▶ WRITTEN INSTRUCTION: Can you recast the listing below as a Markdown table with the columns Row and Line, covering only the span from the line with "Box the pupil." to the line with "[[0, 0, 320, 179]]", both included? Skip blank lines, and leave the pictures out of the table.

>>

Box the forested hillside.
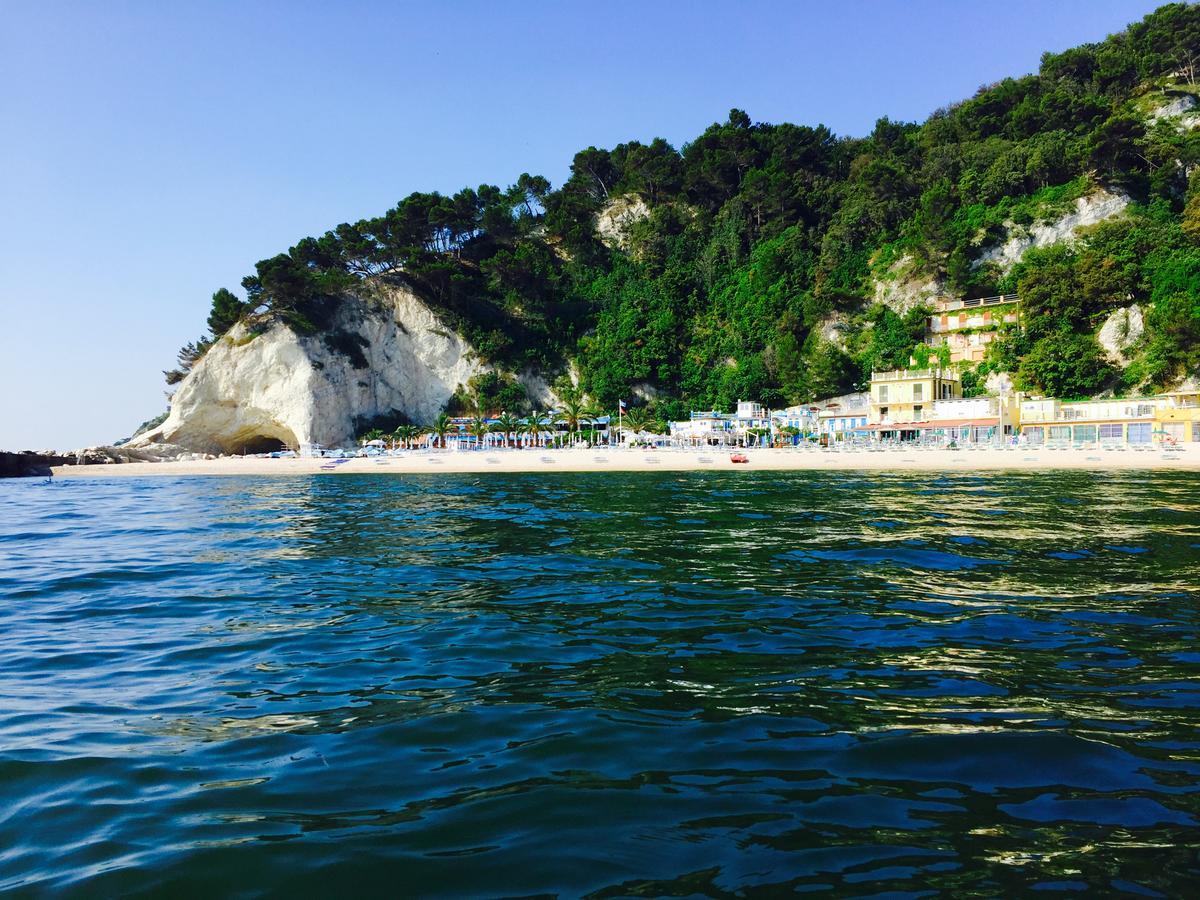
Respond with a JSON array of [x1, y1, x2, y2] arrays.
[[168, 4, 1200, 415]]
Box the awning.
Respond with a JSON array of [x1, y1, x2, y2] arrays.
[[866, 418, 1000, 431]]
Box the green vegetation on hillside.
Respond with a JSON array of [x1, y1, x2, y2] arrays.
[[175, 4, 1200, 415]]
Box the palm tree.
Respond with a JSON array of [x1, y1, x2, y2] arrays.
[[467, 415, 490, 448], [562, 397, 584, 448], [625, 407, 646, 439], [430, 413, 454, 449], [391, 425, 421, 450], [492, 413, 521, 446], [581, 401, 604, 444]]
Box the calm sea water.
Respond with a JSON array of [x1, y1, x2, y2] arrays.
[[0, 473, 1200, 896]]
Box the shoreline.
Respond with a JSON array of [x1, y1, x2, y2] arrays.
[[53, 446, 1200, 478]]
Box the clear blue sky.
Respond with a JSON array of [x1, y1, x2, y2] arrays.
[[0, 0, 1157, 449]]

<<
>>

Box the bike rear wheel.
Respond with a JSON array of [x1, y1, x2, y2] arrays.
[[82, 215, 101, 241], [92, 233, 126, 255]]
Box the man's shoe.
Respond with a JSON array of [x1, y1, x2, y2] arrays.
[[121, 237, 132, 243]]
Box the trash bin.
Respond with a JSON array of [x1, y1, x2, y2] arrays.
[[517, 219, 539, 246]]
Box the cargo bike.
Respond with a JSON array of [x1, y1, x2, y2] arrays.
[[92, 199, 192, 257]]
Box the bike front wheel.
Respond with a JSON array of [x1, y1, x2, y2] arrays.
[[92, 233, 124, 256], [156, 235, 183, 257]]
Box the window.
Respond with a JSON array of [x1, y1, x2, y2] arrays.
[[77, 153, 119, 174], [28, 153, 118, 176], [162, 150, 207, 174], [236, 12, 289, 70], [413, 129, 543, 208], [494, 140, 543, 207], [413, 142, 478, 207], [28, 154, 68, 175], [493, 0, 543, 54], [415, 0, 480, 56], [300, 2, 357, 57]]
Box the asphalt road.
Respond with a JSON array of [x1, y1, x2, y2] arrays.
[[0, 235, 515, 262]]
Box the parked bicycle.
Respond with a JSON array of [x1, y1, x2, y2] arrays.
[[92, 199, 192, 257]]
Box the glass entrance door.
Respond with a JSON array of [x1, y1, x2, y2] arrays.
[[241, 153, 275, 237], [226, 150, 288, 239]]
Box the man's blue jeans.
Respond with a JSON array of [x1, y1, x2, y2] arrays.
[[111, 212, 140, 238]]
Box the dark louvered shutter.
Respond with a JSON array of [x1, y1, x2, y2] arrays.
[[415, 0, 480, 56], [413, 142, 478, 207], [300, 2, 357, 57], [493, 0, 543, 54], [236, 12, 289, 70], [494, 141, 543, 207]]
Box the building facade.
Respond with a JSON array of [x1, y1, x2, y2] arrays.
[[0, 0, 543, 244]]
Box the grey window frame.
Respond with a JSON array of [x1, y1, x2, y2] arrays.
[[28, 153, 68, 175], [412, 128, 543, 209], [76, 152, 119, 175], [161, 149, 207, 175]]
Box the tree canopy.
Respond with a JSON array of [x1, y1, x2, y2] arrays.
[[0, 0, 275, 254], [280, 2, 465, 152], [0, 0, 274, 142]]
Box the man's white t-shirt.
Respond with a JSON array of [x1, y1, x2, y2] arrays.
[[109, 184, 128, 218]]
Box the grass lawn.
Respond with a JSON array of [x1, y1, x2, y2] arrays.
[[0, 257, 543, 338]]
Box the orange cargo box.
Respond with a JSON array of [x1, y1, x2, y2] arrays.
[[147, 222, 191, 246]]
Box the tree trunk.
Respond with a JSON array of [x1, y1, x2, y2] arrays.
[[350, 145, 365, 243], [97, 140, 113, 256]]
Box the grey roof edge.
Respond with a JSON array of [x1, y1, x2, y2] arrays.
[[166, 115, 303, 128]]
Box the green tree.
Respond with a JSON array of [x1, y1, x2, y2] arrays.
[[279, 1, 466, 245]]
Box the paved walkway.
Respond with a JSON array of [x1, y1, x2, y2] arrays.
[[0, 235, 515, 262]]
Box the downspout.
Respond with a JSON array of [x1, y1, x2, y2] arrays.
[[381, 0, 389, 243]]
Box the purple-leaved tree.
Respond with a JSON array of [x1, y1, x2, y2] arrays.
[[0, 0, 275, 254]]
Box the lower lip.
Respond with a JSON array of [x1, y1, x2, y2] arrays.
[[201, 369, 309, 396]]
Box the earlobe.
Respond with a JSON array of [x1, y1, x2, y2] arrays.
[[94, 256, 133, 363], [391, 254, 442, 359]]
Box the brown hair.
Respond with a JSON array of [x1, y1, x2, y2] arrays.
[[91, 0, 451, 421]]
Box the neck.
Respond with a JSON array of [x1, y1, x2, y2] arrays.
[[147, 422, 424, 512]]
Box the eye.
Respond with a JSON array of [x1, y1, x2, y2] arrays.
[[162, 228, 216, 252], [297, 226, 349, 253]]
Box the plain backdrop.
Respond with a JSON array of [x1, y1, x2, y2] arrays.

<<
>>

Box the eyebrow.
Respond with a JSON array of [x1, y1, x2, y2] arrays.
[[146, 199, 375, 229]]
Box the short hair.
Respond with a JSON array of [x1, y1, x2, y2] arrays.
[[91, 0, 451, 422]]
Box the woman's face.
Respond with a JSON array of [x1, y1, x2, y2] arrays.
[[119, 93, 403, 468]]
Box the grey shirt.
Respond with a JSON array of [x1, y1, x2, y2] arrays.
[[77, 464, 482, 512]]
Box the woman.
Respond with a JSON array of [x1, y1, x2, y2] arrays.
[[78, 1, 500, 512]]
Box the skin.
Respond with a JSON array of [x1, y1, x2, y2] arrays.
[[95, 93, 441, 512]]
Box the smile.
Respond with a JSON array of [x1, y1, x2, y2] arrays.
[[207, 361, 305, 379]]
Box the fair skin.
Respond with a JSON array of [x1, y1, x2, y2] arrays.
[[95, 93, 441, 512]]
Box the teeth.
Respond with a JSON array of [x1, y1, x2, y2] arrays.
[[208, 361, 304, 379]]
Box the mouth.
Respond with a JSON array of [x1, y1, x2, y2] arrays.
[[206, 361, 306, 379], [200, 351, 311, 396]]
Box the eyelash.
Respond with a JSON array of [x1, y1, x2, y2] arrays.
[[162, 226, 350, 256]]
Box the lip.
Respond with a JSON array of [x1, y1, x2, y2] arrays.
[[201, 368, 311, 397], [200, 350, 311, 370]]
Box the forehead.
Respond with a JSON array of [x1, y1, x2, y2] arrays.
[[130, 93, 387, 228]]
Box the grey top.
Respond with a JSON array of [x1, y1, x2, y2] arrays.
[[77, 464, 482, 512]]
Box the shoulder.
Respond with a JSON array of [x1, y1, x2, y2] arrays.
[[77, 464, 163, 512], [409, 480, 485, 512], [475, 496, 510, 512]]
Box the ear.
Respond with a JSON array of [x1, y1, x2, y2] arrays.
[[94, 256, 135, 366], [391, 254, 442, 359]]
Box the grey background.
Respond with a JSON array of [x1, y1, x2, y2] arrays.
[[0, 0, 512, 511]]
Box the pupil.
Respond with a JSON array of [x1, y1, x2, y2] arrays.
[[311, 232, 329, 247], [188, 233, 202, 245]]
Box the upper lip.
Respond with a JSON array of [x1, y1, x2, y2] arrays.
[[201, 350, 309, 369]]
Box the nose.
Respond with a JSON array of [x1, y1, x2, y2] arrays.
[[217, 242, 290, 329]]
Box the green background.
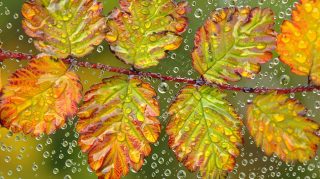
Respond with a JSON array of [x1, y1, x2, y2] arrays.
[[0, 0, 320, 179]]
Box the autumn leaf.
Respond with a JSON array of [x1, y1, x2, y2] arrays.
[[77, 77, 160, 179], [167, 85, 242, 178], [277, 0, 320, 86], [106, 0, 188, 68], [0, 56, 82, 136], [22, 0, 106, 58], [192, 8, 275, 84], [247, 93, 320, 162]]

<<

▶ COMPLETE RESPONSE:
| Row | Line |
|---|---|
| 1 | Box the pupil. |
| 2 | Respond with a JSON array of [x1, y1, x2, y2] arrays. |
| 3 | [[311, 232, 329, 247], [188, 233, 202, 245]] |
| 4 | Box the upper lip. |
| 5 | Respond with a JSON array of [x1, y1, x2, y2] arrays. |
| 6 | [[201, 350, 309, 369]] |
| 7 | Box the nose. |
| 8 | Respond with a JSON array of [x1, y1, x2, y2] arrays. |
| 9 | [[217, 242, 290, 329]] |
| 10 | Box the green background. |
| 11 | Respond with a JSON array of [x1, y1, x2, y2] arrays. |
| 12 | [[0, 0, 320, 179]] |